Exercise passage START

We wonder when the idea of becoming a PA arose for him?
“We had a couple of PAs in my Special Forces group who had gone to MEDEX, and I was like, ‘Wow, that seems like a great job because they’re super smart. They still get to come out with the teams and do stuff, but their medical skills were just phenomenal.’ I was like, ‘I want to do that.’ So I actually applied to MEDEX in 2005, but I wasn’t accepted.”
So Doug continued with Special Forces and deployed a few more times. For his next application to MEDEX he made a concerted effort to buckle down on his studies. Almost eight years had passed, so he had to retake anatomy and physiology, chemistry, and other prerequisites. “I really wanted to get in this time, so I prepped myself and read all these books on how to interview,” he says.
Doug pauses, smiling again. “And this time it worked. Knock on wood, luck of the gods, however you want to say it. They were like, ‘Yeah, we’ll take you’.” We suggest that perhaps there was more than just luck involved in this instance. Maybe hard work has something do with it?
“Yes, there was that,” Doug allows. “But I met a lot of people interviewing— very intelligent, very capable people. And when you get there and you think, ‘I’m a smart guy and I’ve got tons of experience,” well, they’ve all got tons of experience and they’re all super smart, too. So …”
We ask Doug to reflect on his being one in a long line of veterans coming out of the military and into the MEDEX program over the past 46 years, and to consider what he brings to MEDEX, and to the PA profession more generally, as a veteran. “Well, if you’re a veteran, you’re a little bit older, you’ve been around for awhile, and so you bring thousands of hands-on hours with you. You’re around people constantly. You’re treating people in the worst places, at the worst times, and you’re doing it through an interpreter. They’ve got strange diseases, and you’re helping them out, and they love it. You get that good feeling of satisfaction. I think a lot of us veterans, we just have it.”
Now, as he prepares for the upcoming year of clinical rotations, we wonder where Doug Aguirre might see himself winding up as a certified physician assistant. “Well, I don’t want to jinx myself, but I really like pediatrics and primary care,” he says. “I think kids are great. But if you want to help people out when they get older, you try to teach them while they’re young. And I like a more rural area just because I like the outside. If I have to travel to see my patients, certain distances, I have no problem with that. As long as you’ve got a four-wheel drive vehicle, I think you’re all right.”
And so it follows that Doug’s 4-month family practice placement is to be in Montana. “Montana, yeah. My clinical coordinator asked me if I really wanted it, and I told her I did. I’m so excited to go out there. I love the area itself. It’s big sky country. What more could you want?”

Exercise passage END

Problem set:
A – Rewrite the Doug Aguirre profile from "So Doug continued" up to and including "do with it?", putting "Mr. Aguirre" in place of "Doug".
B – Decide whether each statement agrees with the Doug Aguirre profile, answering yes or no and quoting the words that settle it: (i) Doug was accepted to MEDEX when he first applied in 2005. (ii) Before applying again, Doug had to retake anatomy and physiology. (iii) Doug's family practice placement lasts six months.
The entries that come next have no connection to the Doug Aguirre profile.

Information shown START

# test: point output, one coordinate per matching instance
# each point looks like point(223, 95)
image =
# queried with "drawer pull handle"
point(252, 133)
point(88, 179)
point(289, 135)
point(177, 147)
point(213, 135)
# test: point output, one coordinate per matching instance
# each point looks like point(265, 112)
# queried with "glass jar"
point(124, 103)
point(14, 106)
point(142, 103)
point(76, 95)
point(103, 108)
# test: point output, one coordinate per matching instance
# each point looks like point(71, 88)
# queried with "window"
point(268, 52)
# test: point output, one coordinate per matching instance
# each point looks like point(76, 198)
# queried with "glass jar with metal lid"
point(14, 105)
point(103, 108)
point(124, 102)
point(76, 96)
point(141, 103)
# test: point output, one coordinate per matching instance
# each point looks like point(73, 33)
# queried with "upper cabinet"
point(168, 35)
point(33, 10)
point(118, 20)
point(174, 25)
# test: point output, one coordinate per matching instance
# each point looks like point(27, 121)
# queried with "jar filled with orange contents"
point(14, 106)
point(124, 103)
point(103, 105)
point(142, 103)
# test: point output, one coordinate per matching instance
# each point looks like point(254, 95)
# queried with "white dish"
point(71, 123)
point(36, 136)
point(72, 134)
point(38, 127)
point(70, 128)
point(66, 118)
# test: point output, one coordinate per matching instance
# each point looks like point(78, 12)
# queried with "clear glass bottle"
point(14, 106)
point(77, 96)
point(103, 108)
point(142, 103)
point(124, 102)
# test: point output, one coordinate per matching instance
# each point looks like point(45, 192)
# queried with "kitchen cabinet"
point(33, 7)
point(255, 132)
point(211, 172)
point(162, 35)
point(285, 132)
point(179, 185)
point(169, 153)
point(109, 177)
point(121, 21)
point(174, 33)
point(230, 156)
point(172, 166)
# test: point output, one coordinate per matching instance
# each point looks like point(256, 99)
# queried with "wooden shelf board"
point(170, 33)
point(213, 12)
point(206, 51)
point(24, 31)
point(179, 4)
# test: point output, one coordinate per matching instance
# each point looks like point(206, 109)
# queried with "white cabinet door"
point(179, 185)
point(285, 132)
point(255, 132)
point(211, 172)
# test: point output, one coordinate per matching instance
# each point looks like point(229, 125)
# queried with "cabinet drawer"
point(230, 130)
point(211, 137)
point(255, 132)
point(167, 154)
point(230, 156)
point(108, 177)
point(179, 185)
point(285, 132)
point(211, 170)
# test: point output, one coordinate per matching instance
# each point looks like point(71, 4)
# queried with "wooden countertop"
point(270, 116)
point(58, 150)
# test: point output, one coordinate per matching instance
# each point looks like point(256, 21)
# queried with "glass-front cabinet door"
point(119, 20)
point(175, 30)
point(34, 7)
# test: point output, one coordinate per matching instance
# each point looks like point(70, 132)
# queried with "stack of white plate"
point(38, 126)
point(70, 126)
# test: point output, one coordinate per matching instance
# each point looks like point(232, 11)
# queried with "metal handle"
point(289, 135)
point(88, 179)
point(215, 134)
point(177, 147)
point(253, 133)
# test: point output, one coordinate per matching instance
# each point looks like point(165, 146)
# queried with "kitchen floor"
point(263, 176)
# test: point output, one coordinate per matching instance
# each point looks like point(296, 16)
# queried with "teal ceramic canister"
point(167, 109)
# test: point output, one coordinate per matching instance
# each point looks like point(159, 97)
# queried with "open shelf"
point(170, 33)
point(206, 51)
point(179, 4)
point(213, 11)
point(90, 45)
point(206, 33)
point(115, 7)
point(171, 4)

Information shown END

Answers for this exercise:
A –
So Mr. Aguirre continued with Special Forces and deployed a few more times. For his next application to MEDEX he made a concerted effort to buckle down on his studies. Almost eight years had passed, so he had to retake anatomy and physiology, chemistry, and other prerequisites. “I really wanted to get in this time, so I prepped myself and read all these books on how to interview,” he says.
Mr. Aguirre pauses, smiling again. “And this time it worked. Knock on wood, luck of the gods, however you want to say it. They were like, ‘Yeah, we’ll take you’.” We suggest that perhaps there was more than just luck involved in this instance. Maybe hard work has something do with it?

B –
(i) No: "So I actually applied to MEDEX in 2005, but I wasn’t accepted."
(ii) Yes: "he had to retake anatomy and physiology, chemistry, and other prerequisites"
(iii) No: "Doug’s 4-month family practice placement is to be in Montana."